===== EXTRACTED TEXT =====

O’Connell says they are encouraging employees to hold each other accountable going forward, and if they see something not being done correctly, to call that person out on it.
“We have to do more. We have to evolve,” he says.
O’Connell is no stranger to having to adopt hazard protocols during pandemics, having worked in Asia during the SARS (severe acute respiratory syndrome) pandemic and MERS (Middle East respiratory syndrome), at the Mandarin Oriental, Hong Kong. He has exposure to what happens in communities and restaurants and kitchens when things like this happen, but he says COVID-19 is the worst he’s seen.
At Atlantis, he says their new protocols goes well beyond the resort, to include accountability of product, accountability of how things are received, to who they’re buying products from, and whether the supplier is following safe practices, and products they receive are in the best condition they can be.
“I learned a lot from just going through that in Hong Kong and we’re able to react and take some of those practices to make sure that it’s being embraced here,” said O’Connell.
Atlantis team members also go through rigorous training when onboarding again. When reporting to work, their temperature is checked at security, and if it’s not within the allowable range, they’re not allowed in the building.
Prior to returning to work, O’Connell said staff is put through a screening process, and if they’ve been associated with anyone that’s been in contact with the virus, they’re asked to self-quarantine for 14 days. If sick, they’re not allowed to work, and must get a doctor’s clearance, which must be submitted before returning.
“We’re recertifying everybody on these cleaning protocols. We’re also going through role play to make sure everybody’s living it, breathing it and practicing it,” said O’Connell. “And, we have a stringent accountability protocol where we’re each holding each other accountable, but we also have agents that come through and spot check what we’re doing, because people are people and we want to be human and we want to recognize that, but also we want to make sure we’re nipping these bad habits in the bud.”
O’Connell says they have two cleaning companies each with its own responsibility – one that focuses on front of house, with the other focusing on the back of the house, with both areas receiving daily deep cleanings.
Tables, chairs, bars, and sushi counters, are deep-cleaned nightly. In addition, they’re disinfected leaving microbial cleaning agents on the surfaces, that he said are active in destroying bacteria and viruses for up to 90 days – despite this, he says they’re treating them nightly.
In the kitchen, he says protocols are even more aggressive with a thorough disinfection done three times daily.
“When people are coming in in the morning, we’re starting work with disinfecting and cleaning the stations, and then as we start to work, we make sure that people are washing their hands automatically, at least every 30 minutes, or after every task. And after every task, we’re making sure that they sanitize their workstation using a product specifically designed for viruses and bacteria. We make sure we’re applying that to every surface that we’re actually cooking and prepping food on, and also applying that to the passes,” he said.
Atlantis closed its doors on March 25, after The Bahamas confirmed its first case of COVID-19 on March 15.
The Bahamas has 113 confirmed COVID-19 cases as of Monday with two new cases confirmed on Grand Bahama bringing the island’s total to 16, with 83 cases on New Providence, 13 on Bimini, and one on Cat Cay.
There are 11 deaths, two non-COVID-related deaths, 91 recovered cases, zero hospitalized cases, nine active cases, and 2,540 tests completed.
Worldwide, there are 12,995,0377 confirmed cases and 570,435 deaths.

===== DATA UNDER STUDY =====

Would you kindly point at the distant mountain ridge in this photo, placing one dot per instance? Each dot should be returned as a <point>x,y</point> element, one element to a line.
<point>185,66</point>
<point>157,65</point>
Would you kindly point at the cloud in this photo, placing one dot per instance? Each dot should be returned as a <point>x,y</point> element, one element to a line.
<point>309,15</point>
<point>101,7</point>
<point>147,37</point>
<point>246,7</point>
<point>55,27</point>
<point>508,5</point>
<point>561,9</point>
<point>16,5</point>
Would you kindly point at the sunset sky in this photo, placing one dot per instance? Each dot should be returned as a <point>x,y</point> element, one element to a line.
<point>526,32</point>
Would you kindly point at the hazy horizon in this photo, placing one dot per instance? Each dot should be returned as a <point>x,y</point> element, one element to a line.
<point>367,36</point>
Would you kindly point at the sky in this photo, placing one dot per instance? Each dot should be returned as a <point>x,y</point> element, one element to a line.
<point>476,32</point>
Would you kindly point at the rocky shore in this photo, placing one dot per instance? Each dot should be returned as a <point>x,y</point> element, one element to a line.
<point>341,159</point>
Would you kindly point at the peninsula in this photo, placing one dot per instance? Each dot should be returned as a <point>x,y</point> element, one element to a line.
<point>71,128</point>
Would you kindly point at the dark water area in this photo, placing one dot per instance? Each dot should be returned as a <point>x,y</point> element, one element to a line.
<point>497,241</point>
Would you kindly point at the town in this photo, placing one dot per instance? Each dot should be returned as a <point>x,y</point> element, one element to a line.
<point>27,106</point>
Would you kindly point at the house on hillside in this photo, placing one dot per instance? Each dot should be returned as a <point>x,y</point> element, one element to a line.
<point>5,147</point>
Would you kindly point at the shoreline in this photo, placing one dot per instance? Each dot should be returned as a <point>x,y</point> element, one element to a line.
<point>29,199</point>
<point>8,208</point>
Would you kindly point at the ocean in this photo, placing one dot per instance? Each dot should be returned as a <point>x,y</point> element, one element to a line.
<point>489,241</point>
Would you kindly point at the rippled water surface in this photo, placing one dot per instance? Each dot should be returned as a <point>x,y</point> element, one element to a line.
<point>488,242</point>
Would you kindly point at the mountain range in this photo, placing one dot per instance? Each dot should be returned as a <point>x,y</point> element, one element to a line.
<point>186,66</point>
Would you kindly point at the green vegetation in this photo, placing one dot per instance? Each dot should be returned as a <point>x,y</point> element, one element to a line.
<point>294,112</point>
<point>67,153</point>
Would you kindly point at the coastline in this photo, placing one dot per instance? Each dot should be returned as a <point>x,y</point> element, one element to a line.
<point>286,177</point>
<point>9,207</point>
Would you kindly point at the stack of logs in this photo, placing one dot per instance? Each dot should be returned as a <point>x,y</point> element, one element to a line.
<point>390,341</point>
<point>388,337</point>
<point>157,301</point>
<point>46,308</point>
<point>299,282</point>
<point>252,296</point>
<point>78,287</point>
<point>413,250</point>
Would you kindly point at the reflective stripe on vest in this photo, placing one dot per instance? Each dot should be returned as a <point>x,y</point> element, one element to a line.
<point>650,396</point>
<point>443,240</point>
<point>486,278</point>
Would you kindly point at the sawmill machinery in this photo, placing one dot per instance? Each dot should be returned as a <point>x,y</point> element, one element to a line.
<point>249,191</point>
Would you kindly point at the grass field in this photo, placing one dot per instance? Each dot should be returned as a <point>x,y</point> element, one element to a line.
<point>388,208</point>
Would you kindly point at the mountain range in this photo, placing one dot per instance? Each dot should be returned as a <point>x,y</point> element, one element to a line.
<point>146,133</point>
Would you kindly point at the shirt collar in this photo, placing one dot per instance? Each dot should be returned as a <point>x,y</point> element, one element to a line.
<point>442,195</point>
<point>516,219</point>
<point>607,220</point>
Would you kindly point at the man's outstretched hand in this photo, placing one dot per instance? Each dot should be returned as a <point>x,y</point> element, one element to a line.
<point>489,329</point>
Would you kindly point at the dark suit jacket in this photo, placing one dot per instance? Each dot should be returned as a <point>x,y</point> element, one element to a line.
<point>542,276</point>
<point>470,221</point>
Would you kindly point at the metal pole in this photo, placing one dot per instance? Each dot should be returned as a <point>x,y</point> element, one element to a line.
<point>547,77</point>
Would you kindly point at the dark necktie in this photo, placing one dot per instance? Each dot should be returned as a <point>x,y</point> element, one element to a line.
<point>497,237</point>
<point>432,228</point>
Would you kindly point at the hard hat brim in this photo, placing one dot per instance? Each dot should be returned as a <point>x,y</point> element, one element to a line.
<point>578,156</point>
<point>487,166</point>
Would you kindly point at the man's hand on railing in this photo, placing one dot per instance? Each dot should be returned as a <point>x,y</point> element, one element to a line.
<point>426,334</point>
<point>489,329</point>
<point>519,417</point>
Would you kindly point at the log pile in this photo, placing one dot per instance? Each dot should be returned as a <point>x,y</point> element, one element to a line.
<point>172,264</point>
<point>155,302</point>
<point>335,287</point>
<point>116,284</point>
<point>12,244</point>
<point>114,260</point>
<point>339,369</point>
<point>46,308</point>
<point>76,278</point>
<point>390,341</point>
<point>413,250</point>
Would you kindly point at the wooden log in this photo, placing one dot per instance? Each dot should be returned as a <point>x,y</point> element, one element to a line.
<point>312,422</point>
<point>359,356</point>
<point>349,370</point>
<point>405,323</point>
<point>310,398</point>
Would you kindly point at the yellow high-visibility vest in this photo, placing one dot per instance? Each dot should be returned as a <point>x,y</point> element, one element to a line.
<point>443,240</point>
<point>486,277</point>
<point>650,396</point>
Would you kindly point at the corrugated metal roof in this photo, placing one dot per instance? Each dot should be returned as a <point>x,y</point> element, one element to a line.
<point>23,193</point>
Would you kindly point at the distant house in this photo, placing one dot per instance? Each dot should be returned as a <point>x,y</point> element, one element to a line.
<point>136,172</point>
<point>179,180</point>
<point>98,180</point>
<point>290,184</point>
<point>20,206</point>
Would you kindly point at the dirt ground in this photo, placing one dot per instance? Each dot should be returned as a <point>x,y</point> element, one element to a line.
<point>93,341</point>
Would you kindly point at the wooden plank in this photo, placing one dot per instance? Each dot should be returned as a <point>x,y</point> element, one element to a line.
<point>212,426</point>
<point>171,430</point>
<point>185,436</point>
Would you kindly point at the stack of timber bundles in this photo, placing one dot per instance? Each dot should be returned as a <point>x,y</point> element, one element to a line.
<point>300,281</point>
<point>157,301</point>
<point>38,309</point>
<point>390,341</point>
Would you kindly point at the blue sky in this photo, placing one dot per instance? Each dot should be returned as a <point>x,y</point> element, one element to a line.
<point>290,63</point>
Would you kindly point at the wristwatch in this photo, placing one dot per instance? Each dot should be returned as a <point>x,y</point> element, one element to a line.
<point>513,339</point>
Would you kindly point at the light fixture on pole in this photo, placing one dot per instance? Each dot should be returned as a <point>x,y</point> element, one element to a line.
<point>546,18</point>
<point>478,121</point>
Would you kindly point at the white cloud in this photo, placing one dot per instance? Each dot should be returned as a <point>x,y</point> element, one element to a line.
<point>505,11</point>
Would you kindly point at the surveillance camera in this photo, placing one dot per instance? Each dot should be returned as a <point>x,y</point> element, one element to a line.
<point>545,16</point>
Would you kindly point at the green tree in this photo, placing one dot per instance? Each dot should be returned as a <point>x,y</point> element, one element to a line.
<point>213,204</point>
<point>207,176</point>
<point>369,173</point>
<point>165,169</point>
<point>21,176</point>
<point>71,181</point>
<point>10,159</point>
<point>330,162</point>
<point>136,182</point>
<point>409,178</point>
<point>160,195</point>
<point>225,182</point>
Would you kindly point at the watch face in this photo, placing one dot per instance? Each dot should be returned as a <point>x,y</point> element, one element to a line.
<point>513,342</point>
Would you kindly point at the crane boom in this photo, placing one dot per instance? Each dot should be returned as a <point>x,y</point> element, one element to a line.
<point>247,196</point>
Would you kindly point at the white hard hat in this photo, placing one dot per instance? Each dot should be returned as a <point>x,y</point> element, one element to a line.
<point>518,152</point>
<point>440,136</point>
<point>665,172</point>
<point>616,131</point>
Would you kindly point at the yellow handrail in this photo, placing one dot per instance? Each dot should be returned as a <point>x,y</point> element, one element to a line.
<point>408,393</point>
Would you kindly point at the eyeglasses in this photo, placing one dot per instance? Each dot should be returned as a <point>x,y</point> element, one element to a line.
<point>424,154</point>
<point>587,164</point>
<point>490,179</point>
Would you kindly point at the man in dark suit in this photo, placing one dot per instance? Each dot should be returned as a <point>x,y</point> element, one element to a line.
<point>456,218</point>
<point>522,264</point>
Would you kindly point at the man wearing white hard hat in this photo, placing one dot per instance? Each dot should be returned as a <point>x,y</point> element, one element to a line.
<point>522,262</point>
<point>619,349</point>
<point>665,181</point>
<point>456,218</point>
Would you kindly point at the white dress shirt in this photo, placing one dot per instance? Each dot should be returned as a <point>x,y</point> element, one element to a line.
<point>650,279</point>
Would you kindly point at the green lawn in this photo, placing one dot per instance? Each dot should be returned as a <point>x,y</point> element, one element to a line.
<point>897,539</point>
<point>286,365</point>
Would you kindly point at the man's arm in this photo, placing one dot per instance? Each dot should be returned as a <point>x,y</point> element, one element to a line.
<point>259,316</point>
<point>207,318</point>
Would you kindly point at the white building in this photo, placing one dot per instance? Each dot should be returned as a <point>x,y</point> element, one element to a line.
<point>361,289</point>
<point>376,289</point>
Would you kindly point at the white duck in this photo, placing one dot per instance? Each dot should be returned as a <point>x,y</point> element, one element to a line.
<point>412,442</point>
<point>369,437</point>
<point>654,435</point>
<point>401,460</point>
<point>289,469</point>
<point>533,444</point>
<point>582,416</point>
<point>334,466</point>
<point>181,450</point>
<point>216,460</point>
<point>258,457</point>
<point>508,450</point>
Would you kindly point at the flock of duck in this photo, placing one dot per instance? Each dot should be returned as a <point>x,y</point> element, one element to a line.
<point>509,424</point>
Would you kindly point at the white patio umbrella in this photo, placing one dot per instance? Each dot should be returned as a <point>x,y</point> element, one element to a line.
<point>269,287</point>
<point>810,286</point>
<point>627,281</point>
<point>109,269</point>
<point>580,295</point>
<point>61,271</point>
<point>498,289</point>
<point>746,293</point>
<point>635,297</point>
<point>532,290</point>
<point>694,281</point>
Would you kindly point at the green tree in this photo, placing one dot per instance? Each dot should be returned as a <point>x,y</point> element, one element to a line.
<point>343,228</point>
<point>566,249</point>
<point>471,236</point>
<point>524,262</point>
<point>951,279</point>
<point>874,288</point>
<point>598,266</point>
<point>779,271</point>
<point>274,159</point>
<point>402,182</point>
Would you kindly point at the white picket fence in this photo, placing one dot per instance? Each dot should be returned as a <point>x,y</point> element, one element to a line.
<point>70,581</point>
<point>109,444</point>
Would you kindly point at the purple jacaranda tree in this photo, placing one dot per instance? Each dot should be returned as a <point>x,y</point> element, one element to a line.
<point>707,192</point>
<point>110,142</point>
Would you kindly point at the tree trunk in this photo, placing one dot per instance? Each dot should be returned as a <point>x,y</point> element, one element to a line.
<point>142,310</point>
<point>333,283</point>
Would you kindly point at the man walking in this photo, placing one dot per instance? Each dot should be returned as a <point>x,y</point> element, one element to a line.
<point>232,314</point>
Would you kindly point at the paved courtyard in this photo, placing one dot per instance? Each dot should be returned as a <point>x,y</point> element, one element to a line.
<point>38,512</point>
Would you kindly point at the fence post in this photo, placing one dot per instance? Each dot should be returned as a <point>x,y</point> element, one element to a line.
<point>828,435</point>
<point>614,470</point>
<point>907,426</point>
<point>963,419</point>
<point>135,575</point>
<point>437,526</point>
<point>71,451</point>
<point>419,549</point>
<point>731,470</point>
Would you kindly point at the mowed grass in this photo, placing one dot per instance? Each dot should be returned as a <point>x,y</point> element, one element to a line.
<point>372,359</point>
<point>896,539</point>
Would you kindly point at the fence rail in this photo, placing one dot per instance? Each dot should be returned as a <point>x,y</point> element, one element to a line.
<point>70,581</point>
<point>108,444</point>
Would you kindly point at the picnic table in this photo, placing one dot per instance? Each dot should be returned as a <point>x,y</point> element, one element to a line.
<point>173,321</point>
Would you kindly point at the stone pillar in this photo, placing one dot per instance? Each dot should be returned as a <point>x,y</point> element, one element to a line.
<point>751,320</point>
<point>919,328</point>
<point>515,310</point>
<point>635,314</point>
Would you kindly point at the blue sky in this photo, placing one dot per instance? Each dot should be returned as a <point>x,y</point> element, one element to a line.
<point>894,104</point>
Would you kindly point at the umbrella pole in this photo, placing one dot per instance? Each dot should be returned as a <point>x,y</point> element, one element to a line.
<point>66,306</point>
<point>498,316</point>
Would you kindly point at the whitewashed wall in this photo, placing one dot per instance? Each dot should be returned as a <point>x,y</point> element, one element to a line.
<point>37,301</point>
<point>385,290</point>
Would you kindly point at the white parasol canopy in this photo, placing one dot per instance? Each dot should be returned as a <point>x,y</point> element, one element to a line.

=====

**TASKS**
1 - For the text on Atlantis's COVID-19 protocols, decide whether each statement agrees with it: (a) kitchen staff wash their hands at least every 30 minutes or after every task; (b) one cleaning company handles both the front and the back of the house; (c) the kitchen gets a thorough disinfection twice a day. Answer yes or no for each, quoting the deciding words.
2 - Return, unchanged, the passage of the text on Atlantis's COVID-19 protocols between "The Bahamas has" and "on Cat Cay.", inclusive.

**ANSWERS TO THE EXERCISES**
1 -
(a) Yes: "washing their hands automatically, at least every 30 minutes, or after every task"
(b) No: "two cleaning companies each with its own responsibility – one that focuses on front of house, with the other focusing on the back of the house"
(c) No: "a thorough disinfection done three times daily"

2 -
The Bahamas has 113 confirmed COVID-19 cases as of Monday with two new cases confirmed on Grand Bahama bringing the island’s total to 16, with 83 cases on New Providence, 13 on Bimini, and one on Cat Cay.